:: EXERCISE BRIEF ::
Convert the material below into a two-column CSV headed text and boxes. Give one row for each wording and the coordinates that follow it, put every field in quotes with line breaks turned into spaces, and leave the pictures out.

:: DATA ENTRIES ::
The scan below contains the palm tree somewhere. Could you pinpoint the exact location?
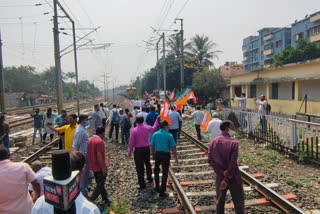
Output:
[188,34,222,67]
[167,33,191,58]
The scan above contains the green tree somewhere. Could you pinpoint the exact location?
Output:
[188,34,222,67]
[192,70,227,97]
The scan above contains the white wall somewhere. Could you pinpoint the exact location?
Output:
[302,79,320,102]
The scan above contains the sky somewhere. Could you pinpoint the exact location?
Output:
[0,0,320,89]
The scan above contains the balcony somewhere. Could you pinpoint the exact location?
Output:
[263,34,273,41]
[263,49,273,56]
[310,33,320,42]
[310,14,320,22]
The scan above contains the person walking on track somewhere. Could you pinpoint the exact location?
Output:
[31,108,43,145]
[109,105,120,141]
[72,114,90,196]
[189,106,204,140]
[128,115,160,189]
[150,120,178,197]
[208,120,244,214]
[42,108,57,142]
[88,127,111,205]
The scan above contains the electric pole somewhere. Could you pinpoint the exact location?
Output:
[0,31,6,112]
[53,0,63,113]
[162,33,167,98]
[176,19,184,91]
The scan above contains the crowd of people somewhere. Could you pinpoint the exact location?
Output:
[0,95,258,214]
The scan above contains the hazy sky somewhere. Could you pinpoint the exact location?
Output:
[0,0,320,88]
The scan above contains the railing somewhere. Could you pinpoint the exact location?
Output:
[222,108,320,161]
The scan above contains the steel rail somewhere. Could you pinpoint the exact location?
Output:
[181,130,305,214]
[22,103,112,164]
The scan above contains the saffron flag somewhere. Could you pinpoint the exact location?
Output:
[169,90,176,101]
[160,99,171,124]
[200,112,211,131]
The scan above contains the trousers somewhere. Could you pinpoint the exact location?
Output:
[90,172,109,202]
[109,122,119,140]
[216,180,244,214]
[134,146,153,187]
[195,125,202,140]
[154,151,171,194]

:: RESULT ::
text,boxes
"The scan below contains the palm tree somewhere. Could you pinpoint the exact location? Output:","[188,34,222,67] [167,33,191,58]"
"The scan above contains the green tree somewhere. Could you pinpoint the exact location? Output:","[188,34,222,67] [192,70,227,97]"
"The scan above contains the white wall somewhere. Could you pinpoint the exact location? Output:","[302,79,320,102]"
"The scan above contains the sky somewhere. Could you pinpoint the exact location? Output:","[0,0,320,89]"
"The scan above contains the balcony somewhere. Could you pinpoint the exact location? Output:","[263,34,273,41] [263,49,273,56] [310,33,320,42] [310,14,320,22]"
"The scan above contains the person walking on track somewhere. Could you pinpoint the exact location? Output:","[31,108,43,145] [109,105,120,141] [72,114,90,196] [189,106,204,140] [128,115,160,189] [150,120,178,197] [208,120,244,214] [42,108,57,142] [88,127,111,205]"
"The scan above contains the electric pole somewhere. Could you pinpoint the exact location? Output:","[0,31,6,112] [53,0,63,113] [162,33,167,98] [176,19,184,91]"
"The scan above contains the crowd of people somewhere. Could you pinpoint the exact location? Output:","[0,95,258,214]"
"The scan above contains the hazy sky somewhere. Could you pinpoint the exact location? Output:","[0,0,320,88]"
"The scan above contains the railing somewhere. Could you pinpoint the exact location? Output:","[222,108,320,161]"
"The scan above contains the steel rail somewhere. Could you pinpoint the exact location? Output:","[181,130,305,214] [22,103,112,164]"
"The scan above contains the saffron flag somewhere. Could you pinpoint the exact location? Output:","[169,90,176,101] [160,99,171,124] [200,112,211,131]"
"The scan above contains the trousers somewhere. Could you pinpoint the exact location? Output:","[90,172,109,202] [109,122,119,140] [216,180,244,214] [134,146,153,187] [195,125,202,140] [154,151,171,194]"